THE TASK - Rewrite every line of the records below as an item in a single numbered list. Skip blank lines and omit the pictures.

+ + + + + + +

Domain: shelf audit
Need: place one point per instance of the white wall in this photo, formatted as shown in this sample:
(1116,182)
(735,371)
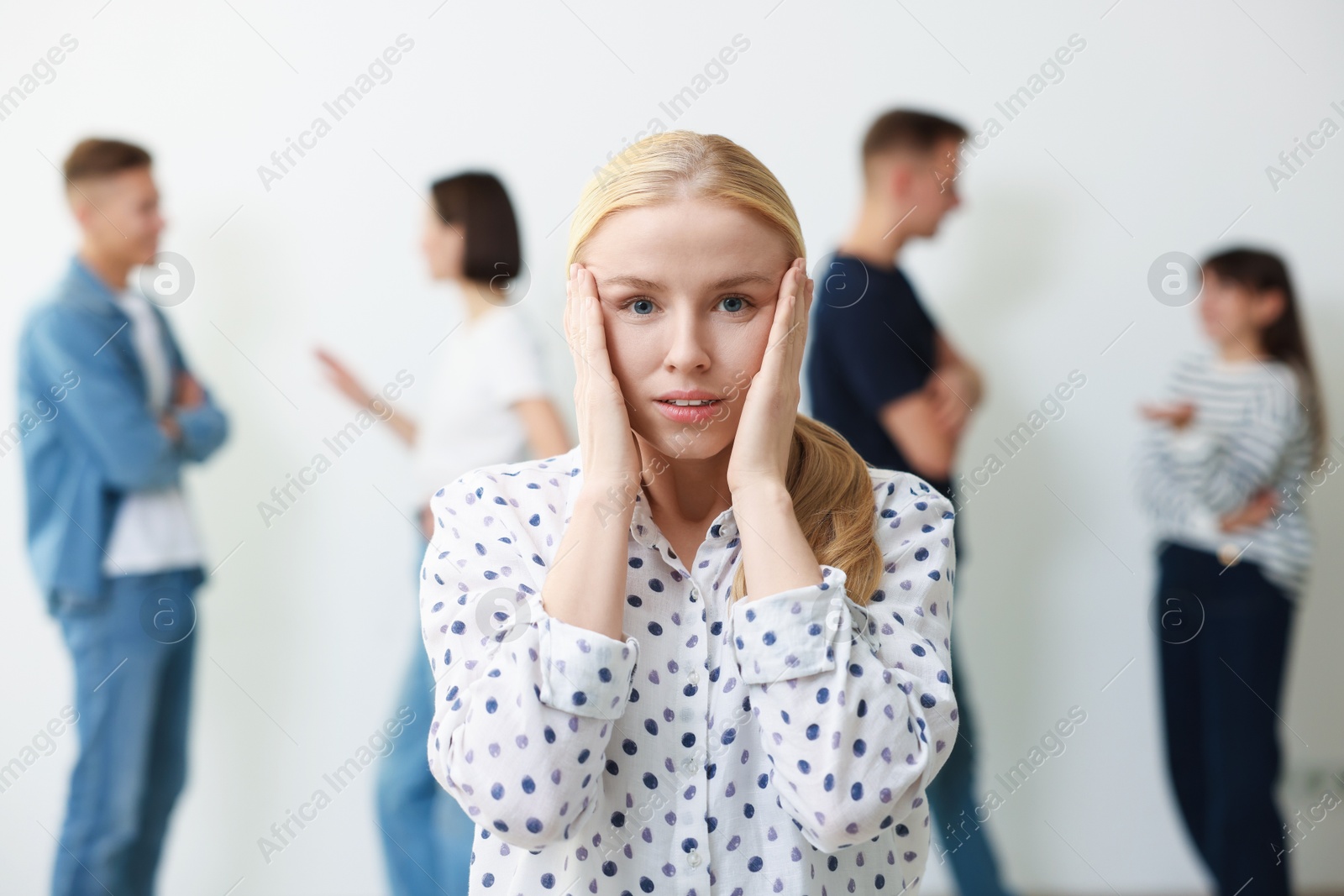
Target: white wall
(1155,140)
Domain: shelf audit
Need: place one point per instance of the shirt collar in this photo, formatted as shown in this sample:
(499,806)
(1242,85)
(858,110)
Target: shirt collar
(87,289)
(645,532)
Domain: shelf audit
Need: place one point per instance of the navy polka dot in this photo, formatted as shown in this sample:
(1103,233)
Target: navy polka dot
(806,718)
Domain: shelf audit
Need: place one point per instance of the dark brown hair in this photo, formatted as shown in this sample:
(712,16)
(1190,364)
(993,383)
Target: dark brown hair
(479,202)
(1285,340)
(102,157)
(909,129)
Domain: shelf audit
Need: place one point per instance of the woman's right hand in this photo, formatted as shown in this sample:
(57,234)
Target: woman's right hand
(1178,414)
(343,379)
(606,441)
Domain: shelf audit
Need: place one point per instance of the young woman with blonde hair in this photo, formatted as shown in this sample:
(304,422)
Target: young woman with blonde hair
(707,649)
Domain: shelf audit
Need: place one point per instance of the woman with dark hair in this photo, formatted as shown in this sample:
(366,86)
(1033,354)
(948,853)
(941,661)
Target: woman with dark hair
(490,405)
(1220,473)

+ + + + + + +

FULL ANSWER -
1. Domain: shelf audit
2. Need: place one point per instance of the white wall in this photo, formatted as shown in this sample:
3. (1116,182)
4. (735,371)
5. Target: white wall
6. (1155,140)
7. Domain: shelf audit
8. Need: place one point per instance of the shirt collar in this photo, formatted as shown in this sample:
9. (499,806)
10. (1242,85)
11. (858,110)
12. Target: shirt collar
13. (87,289)
14. (645,532)
15. Domain: shelf audit
16. Need: place one point per instance of the navy polka dot in this photo, formatted as shown in this sample:
17. (1103,233)
18. Target: navy polka dot
19. (806,718)
20. Domain: shelf audit
21. Need: place one point per instance of the dark brown hair in this photo, formatted as shown in this sample:
22. (712,16)
23. (1190,364)
24. (993,383)
25. Target: dark brown hair
26. (479,202)
27. (1285,340)
28. (102,157)
29. (909,129)
30. Domain: shelf audit
31. Need: place one point per instance of the woman's right hand in this photo, formatted as shown in this sample:
32. (57,234)
33. Target: woman's right hand
34. (1178,414)
35. (343,379)
36. (606,441)
37. Domain: shelf audit
38. Need: place one point per instance of the young woman with blonde hair in this photo, formatted as shown in this sample:
39. (304,422)
40. Target: young woman with blonde hair
41. (707,649)
42. Domain: shelf audit
43. Need: place one point per instance of the woman with dark hair in this photo, formatted as shown in this sample:
44. (366,86)
45. (1033,354)
46. (948,853)
47. (941,661)
48. Target: woman with dark hair
49. (490,405)
50. (1220,473)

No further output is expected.